# [À FAIRE]
S'il vous plaît, transcrivez à l'identique le passage de l'entretien avec le batteur, ci-dessous, en commençant par « Avec le recul, je » et en terminant par « cette configuration ? ».

# [TEXTE EXTRAIT]

◇ ◇ ◇ ◇ ◇

Je suis un batteur de 33 ans, né et élevé dans la campagne près de Berne en Suisse. Après avoir vécu à Cologne pendant une courte période, je suis maintenant de nouveau basé à Berne. J’ai été initié très tôt à la musique noire américaine et à la musique créative improvisée par le biais du piano et du blues. Plus tard, j’ai réalisé que j’improvisais depuis longtemps à la batterie. Ma musique est alimentée par ma curiosité pour presque tout ce qui est en dehors du monde de la musique, et quand je la joue, je cherche des gens qui partagent ce genre de curiosité.
- Clemens Kuratle © Robert Fischer
- Vous êtes leader du groupe Ydivide, également du quintet Murmullo, mais vous avez une longue habitude du travail de sideman, notamment avec des chanteurs, proche de la pop et de la folk. On pense notamment à Kate Birch, le side-project de Laura Schuler. Quel est votre rapport à la voix ?
C’est une excellente question. J’ai toujours écouté des chansons, aussi loin que je me souvienne. Mes parents m’ont également dit que je chantais tout le temps (en plus de taper sur tout et d’être attiré par tout ce qui est rythmique). Nous chantions avant de nous coucher et avant les repas. Mon père était théologien et pasteur protestant et j’avais 9 ans lorsque j’ai commencé à accompagner les offices avec un petit groupe une fois par mois.
Avec le recul, je me rends compte que cela a vraiment façonné ma façon d’aborder la batterie. Lorsque je jouais à l’église, j’accompagnais toujours des chants et dès que j’accompagne un chanteur, les priorités sont claires. Tout ce qui compte, c’est de porter le chant et d’essayer d’offrir le bon espace en termes de transparence, de fréquence et d’énergie cinétique. J’ai toujours aimé cela, même si cela signifiait que je devais souvent jouer de façon éparse et « non spectaculaire ». Je me sens à la maison !
dès que j’accompagne un chanteur, les priorités sont claires
- Vous êtes également membre du quartet de Julie Campiche, dans un orchestre où l’électronique a une certaine importance. Comment appréhendez-vous le jeu avec cette configuration ?

◇ ◇ ◇ ◇ ◇

# [EXTRAIT DES DONNÉES]
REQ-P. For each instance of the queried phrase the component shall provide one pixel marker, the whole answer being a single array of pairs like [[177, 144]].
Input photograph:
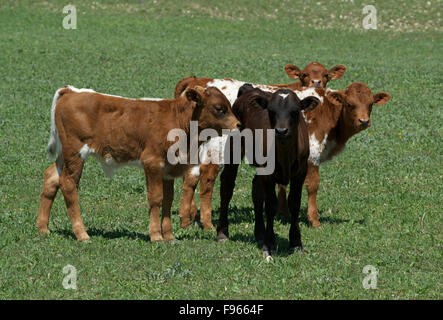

◇ ◇ ◇ ◇ ◇

# [SOLUTION PROPOSÉE]
Avec le recul, je me rends compte que cela a vraiment façonné ma façon d’aborder la batterie. Lorsque je jouais à l’église, j’accompagnais toujours des chants et dès que j’accompagne un chanteur, les priorités sont claires. Tout ce qui compte, c’est de porter le chant et d’essayer d’offrir le bon espace en termes de transparence, de fréquence et d’énergie cinétique. J’ai toujours aimé cela, même si cela signifiait que je devais souvent jouer de façon éparse et « non spectaculaire ». Je me sens à la maison !
dès que j’accompagne un chanteur, les priorités sont claires
- Vous êtes également membre du quartet de Julie Campiche, dans un orchestre où l’électronique a une certaine importance. Comment appréhendez-vous le jeu avec cette configuration ?